▶ [EXERCISE INSTRUCTIONS] Arrange the records from the line with "work: provide the mask of every instance of the overcast" through the line with "[[[0,514],[248,524],[371,416],[529,409],[540,4],[0,7]]]" as a two-column CSV with the header columns instruction and mask, one row per record. Put each record's text and its answer in their own quoted fields, with line breaks turned into spaces.

===== DATA LINES

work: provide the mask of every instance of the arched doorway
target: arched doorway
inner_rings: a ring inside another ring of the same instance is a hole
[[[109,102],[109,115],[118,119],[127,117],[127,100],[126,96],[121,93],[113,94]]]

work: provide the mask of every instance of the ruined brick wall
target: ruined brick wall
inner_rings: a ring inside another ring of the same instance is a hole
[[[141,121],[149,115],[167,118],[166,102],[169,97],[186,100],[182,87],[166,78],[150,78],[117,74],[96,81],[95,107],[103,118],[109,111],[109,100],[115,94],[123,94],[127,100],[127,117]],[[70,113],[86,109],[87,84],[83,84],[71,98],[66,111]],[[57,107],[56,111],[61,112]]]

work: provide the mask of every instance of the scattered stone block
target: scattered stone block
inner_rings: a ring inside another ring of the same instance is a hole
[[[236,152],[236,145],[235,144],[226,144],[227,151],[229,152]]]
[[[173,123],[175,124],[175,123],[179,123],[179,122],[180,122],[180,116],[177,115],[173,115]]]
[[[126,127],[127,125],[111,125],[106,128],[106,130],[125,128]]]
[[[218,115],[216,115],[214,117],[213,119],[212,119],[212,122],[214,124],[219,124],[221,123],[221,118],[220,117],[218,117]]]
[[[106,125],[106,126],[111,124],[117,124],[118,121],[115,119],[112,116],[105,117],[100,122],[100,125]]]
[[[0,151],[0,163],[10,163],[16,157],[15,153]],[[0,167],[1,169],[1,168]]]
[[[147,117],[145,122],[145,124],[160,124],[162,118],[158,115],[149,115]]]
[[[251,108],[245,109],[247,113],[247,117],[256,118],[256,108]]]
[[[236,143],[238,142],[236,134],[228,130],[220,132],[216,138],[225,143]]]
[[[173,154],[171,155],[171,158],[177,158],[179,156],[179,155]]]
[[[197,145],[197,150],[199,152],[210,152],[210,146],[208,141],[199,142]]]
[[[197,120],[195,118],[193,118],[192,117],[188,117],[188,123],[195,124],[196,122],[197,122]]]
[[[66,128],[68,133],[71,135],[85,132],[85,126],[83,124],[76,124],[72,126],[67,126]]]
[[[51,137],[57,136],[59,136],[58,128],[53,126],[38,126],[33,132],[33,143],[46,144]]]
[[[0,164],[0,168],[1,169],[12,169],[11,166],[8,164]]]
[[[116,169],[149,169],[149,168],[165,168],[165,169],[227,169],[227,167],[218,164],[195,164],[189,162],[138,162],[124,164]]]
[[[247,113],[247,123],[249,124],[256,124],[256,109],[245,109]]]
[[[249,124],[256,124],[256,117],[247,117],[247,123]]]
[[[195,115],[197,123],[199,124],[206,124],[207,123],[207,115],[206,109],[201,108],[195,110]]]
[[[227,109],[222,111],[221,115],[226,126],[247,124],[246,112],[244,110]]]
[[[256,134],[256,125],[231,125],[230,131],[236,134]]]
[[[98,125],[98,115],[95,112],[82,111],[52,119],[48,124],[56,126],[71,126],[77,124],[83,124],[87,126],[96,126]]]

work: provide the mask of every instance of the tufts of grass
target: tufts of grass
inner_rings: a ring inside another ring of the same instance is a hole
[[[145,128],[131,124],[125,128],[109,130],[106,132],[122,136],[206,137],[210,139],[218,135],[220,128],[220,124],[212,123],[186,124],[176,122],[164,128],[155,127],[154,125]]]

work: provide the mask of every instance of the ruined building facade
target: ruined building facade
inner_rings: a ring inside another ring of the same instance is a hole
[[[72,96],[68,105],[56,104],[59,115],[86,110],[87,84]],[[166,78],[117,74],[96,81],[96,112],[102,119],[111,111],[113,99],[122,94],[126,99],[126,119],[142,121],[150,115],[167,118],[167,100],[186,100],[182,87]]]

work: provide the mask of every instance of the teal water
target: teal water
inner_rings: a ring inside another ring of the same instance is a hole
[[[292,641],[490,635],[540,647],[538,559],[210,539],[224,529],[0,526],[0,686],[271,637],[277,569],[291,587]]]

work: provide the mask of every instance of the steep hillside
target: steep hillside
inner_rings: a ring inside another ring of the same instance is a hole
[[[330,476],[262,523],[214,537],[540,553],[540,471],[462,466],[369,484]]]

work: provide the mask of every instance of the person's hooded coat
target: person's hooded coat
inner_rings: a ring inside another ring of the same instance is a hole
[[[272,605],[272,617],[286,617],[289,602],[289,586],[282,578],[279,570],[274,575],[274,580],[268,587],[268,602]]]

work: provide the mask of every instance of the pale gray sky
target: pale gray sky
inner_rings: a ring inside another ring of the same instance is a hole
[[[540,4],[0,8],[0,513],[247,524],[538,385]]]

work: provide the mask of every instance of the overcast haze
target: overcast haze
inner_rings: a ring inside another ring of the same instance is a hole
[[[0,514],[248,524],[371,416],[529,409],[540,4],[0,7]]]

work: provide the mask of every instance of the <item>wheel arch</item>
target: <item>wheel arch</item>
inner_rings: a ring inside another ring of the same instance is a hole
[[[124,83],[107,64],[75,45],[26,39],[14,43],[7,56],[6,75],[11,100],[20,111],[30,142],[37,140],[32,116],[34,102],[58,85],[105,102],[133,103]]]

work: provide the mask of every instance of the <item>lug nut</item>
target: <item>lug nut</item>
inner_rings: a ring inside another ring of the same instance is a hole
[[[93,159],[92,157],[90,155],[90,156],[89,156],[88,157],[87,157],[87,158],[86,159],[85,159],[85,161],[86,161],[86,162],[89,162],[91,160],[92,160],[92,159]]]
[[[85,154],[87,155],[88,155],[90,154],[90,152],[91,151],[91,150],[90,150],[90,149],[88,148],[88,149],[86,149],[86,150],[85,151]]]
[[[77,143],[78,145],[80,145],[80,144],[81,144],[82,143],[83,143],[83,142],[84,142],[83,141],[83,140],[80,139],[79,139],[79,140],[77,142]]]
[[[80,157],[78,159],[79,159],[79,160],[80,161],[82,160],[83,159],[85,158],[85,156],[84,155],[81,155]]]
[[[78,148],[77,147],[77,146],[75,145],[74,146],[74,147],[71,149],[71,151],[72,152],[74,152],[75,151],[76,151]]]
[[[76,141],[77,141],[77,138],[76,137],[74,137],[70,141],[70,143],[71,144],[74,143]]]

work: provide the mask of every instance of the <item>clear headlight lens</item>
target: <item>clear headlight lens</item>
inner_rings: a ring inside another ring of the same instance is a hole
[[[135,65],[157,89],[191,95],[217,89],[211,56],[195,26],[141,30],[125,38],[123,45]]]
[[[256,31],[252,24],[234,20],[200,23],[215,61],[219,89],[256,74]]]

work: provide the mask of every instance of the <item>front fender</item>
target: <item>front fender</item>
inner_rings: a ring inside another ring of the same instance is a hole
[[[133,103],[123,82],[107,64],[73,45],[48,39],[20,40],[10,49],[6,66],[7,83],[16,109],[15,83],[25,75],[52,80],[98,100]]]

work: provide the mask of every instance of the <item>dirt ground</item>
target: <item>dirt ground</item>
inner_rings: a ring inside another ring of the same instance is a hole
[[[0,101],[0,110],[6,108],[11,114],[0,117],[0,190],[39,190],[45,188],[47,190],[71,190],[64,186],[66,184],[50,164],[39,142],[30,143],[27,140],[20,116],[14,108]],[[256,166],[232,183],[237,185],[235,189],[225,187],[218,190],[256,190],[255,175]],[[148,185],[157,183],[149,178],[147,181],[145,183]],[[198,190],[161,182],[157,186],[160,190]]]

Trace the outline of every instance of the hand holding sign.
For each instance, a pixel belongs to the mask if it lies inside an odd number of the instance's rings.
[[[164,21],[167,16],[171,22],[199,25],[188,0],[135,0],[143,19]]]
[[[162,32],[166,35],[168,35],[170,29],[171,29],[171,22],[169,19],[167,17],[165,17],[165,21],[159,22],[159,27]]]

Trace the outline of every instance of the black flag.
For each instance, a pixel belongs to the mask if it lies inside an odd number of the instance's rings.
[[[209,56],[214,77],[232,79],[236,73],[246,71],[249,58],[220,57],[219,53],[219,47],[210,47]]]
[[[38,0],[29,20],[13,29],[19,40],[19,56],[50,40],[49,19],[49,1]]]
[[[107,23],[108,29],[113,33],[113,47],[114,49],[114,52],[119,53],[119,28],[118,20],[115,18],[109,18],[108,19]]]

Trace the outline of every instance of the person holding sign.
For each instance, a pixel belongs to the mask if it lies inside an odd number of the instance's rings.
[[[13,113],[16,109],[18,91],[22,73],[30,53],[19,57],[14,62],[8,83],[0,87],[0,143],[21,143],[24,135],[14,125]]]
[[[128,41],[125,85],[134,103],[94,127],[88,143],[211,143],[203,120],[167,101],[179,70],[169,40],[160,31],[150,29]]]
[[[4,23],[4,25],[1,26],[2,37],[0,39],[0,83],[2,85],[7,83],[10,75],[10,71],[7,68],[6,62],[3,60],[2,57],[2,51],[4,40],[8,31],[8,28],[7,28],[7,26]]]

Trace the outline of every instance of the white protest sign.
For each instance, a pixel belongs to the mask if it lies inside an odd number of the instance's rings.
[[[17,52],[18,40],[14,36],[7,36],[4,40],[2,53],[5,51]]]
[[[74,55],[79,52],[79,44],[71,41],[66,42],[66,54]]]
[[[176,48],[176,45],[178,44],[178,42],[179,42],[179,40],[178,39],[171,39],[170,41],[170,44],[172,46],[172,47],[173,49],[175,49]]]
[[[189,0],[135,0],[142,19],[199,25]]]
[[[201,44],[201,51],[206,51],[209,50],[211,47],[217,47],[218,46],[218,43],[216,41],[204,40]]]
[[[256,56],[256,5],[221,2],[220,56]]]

==========

▶ [WRITTEN RESPONSE]
instruction,mask
"work: provide the mask of every instance of the overcast haze target: overcast haze inner_rings: a ring inside another ring of the same instance is a hole","[[[0,514],[248,524],[371,416],[529,409],[540,4],[0,7]]]"